» EXCERPTED PASSAGE:

Water Apple fruit successfully grown in Virudhunagar

After one year, the cultivation yielded 25 kg of ‘Water Apple’. One fruit weighed an average of about 40 to 50 grams.
Water Apple fruit successfully grown in Virudhunagar
A bunch of Water Apples on tree, (right) some of the handpicked fruits in Virudhunagar

MADURAI: It is for the first time in the history of horticulture, Virudhunagar, which’s mostly hot and humid, begins to yield Water Apple, a sweet and juicy fruit.

Water Apple is botanically known as ‘Syzgium samaranganese’ from the Myrtaceae family.

This new fruit was raised by an integrated farming system, which combines organic and conventional techniques, said R Vijayakumar, a native of Ammapatti village, Virudhunagar, on Saturday.

Cultivation of this fruit was taken up on a trial basis that finally yielded desired results.

More importantly, it’s an experiment for this 57-year old man, who raised 306 plants on one and half acres of heavy clayey soil at Narayanapuram village of Kundalapatti panchayat in the district.

After one year, the cultivation yielded 25 kg of ‘Water Apple’. One fruit weighed an average of about 40 to 50 grams.

Though involved in business at Chennai, he developed passion for organic and sustainable farming at his native. The jubilant farmer said new seedlings were brought from Rajahmundry in Andhra Pradesh. It’s almost a pest free crop, requires less water and organic fertilizer derived from compost, cattle manure and poultry droppings were applied. Apart from Water Apple, he’s also trying other fruit species including ‘Taiwan Pink Guava,’ ‘Red Lady Papaya,’ he told DT Next.

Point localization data
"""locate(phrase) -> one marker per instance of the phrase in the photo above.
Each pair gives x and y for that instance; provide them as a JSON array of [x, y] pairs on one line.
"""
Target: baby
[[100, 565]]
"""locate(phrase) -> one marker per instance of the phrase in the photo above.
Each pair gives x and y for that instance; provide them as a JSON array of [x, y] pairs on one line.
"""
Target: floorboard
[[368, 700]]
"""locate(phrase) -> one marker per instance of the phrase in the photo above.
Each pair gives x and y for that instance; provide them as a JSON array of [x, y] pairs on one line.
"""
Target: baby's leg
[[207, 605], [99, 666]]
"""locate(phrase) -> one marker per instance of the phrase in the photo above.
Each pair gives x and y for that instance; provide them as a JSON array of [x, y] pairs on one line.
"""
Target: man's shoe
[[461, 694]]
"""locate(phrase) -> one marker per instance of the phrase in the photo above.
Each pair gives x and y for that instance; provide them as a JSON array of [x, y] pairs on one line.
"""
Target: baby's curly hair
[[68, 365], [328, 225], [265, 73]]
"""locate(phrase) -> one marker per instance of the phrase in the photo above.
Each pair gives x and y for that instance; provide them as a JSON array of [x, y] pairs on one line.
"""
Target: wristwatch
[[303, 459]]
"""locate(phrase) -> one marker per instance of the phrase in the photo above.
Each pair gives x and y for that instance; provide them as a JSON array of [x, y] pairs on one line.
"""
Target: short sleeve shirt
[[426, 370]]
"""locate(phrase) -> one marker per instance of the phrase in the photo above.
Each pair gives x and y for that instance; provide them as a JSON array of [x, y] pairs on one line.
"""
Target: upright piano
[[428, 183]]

» ACTIVITY LIST:
A - In the water apple article, where were the new seedlings brought from?
B - Please continue the water apple article from its final sentence.

» ANSWERS FOR EACH ITEM:
A - Rajahmundry in Andhra Pradesh.

B -
Highlighting Water Apple’s medicinal uses, Virudhunagar Deputy Director of Horticulture B Radhakrishnan, said Water Apple provides dietary support for diabetes and helps prevent urinary tract infection.

He also added that a proposal has been sent to the state for producing Water Apple seedlings in the government farm in the district as the new variety could offer a good scope of income generation among farmers.

Now, Water Apple adds to a list of horticultural crops, including mango, guava, sappota, amla, pomegranate, papaya, dragon fruit and fig in the district, which has a total area of 28,000 ha for horticulture, advising micro irrigation method of cultivation to ensure better management with less water and more yield to double the income of farmers, the Deputy Director said.